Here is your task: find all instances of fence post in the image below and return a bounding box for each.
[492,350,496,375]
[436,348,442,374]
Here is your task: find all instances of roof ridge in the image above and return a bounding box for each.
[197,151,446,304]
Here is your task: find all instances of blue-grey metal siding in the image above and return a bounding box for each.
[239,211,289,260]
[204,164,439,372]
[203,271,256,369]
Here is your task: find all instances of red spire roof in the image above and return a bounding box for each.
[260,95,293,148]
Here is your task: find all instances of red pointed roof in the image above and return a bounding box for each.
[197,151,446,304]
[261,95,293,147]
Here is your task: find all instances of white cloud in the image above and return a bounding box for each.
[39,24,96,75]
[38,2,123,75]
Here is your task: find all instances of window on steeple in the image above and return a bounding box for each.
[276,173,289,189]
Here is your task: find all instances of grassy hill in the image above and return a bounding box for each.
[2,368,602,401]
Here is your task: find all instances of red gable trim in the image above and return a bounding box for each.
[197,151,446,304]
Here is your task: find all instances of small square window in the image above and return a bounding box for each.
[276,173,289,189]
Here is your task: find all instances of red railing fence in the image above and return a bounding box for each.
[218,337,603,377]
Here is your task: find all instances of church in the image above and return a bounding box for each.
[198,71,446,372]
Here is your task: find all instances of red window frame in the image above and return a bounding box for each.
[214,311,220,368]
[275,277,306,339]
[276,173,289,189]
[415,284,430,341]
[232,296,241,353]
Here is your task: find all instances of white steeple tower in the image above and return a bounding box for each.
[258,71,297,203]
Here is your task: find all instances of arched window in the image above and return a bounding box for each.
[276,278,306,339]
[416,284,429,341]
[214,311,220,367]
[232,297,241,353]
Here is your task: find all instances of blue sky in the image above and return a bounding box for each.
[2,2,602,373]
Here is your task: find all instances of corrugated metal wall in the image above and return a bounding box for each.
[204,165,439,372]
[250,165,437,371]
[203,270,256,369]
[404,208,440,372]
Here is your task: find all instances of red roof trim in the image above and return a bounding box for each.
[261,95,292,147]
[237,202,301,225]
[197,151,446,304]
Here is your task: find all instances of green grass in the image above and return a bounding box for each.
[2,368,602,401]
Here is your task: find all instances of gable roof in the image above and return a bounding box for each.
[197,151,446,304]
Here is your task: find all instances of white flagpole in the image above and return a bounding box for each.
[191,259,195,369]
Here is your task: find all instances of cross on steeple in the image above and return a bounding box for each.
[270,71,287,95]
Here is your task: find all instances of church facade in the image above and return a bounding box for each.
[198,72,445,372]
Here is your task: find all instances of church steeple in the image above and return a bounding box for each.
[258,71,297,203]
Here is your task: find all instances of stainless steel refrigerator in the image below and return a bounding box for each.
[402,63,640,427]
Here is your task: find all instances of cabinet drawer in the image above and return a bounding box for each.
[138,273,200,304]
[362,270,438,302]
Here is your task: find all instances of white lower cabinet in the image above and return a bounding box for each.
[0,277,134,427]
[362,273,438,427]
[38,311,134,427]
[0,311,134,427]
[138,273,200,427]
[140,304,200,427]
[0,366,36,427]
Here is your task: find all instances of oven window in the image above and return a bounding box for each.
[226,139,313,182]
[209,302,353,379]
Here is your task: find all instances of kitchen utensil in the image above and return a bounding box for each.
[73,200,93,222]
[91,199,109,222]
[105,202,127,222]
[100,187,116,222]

TASK TO COMPLETE: Extract all of the data exactly as written.

SOLVED EXERCISE:
Here is your task: find all instances of fence post in the image below and return a bounding box for each.
[492,350,496,375]
[436,348,442,374]
Here is your task: find all instances of roof ridge in the image above and return a bounding box for each.
[197,151,446,304]
Here is your task: find all instances of blue-grey metal siding in the image above and return a bounding box for each.
[239,211,289,260]
[204,164,439,372]
[203,271,256,369]
Here is your task: find all instances of red spire roof in the image above and return a bounding box for each.
[260,95,293,148]
Here is your task: find all instances of red pointed roof in the image above and return a bounding box for each.
[197,151,446,304]
[261,95,293,147]
Here is your task: find all instances of white cloud in the image above and return a bounding box for each.
[39,24,96,75]
[38,2,123,75]
Here is your task: find all instances of window on steeple in the image above and return a bounding box for each.
[276,173,289,189]
Here is your task: find all instances of grassy hill in the image above and return a bounding box for each.
[2,368,602,401]
Here is your task: find all instances of red gable trim in the image above and return a bounding box for each.
[197,151,446,304]
Here is your task: find all instances of small square window in the image above and return a bounding box for each.
[276,173,289,189]
Here is your task: find all instances of red railing fence in the image above and return a bounding box for each.
[218,337,603,377]
Here is your task: find all instances of church in the image above and return a bounding box for each.
[198,71,446,372]
Here is your task: find all instances of red window frame in the image above and return a bounding box for each.
[214,311,220,368]
[275,277,306,339]
[276,173,289,189]
[415,284,430,341]
[232,296,241,353]
Here is your task: find all instances of white steeple tower in the image above and return a bounding box for each.
[258,71,297,203]
Here is your task: find all instances of arched window in the image above and return a bounding box for each.
[276,278,306,339]
[416,284,429,341]
[214,311,220,367]
[232,297,241,353]
Here is your task: find all instances of blue sky in the image above and return a bounding box for each.
[2,2,602,373]
Here is your task: find all instances of corrugated metal wall in the image above and return a bounding box for each.
[204,165,439,372]
[250,165,437,371]
[203,270,256,369]
[404,208,440,372]
Here is your task: find all instances of red roof trim in the image above and return a bounding box for each.
[261,95,292,147]
[237,202,301,225]
[197,151,446,304]
Here is your task: find all instances of green grass in the image above and return a bounding box for each.
[2,368,602,401]
Here is your task: find all instances of gable roof in the image above and return a bounding box for each.
[197,151,446,304]
Here is your task: find all instances of white flagpole in the image above and return a bounding box for each.
[191,259,195,369]
Here is your task: find all instances of cross on steeple in the image above and return a bounding box for each.
[270,71,287,95]
Here is your task: find all instances of church facade in the image above and return a bounding box for each.
[198,72,445,372]
Here is your task: find all instances of church steeple in the image above and return a bounding box for each.
[258,71,297,203]
Here is your task: find all instances of stainless steel refrigerator in the image below and return a bounding box for each.
[402,63,640,427]
Here is your task: find all instances of cabinet drawer in the image above and return a bounding box for each.
[138,273,200,304]
[362,270,438,302]
Here is your task: find all instances of white lower cabinet in the image above and return a bounding box for each.
[0,277,134,427]
[362,273,438,427]
[38,311,134,427]
[0,311,134,427]
[138,273,200,427]
[140,304,200,427]
[0,366,36,427]
Here is your task: find all instances of oven window in the image above and return a bounding box for each.
[226,139,313,182]
[209,302,353,379]
Here is your task: find all instances of kitchen utensil in the image above and return a bounding box for each.
[73,200,93,222]
[91,199,109,222]
[105,202,127,222]
[100,187,116,222]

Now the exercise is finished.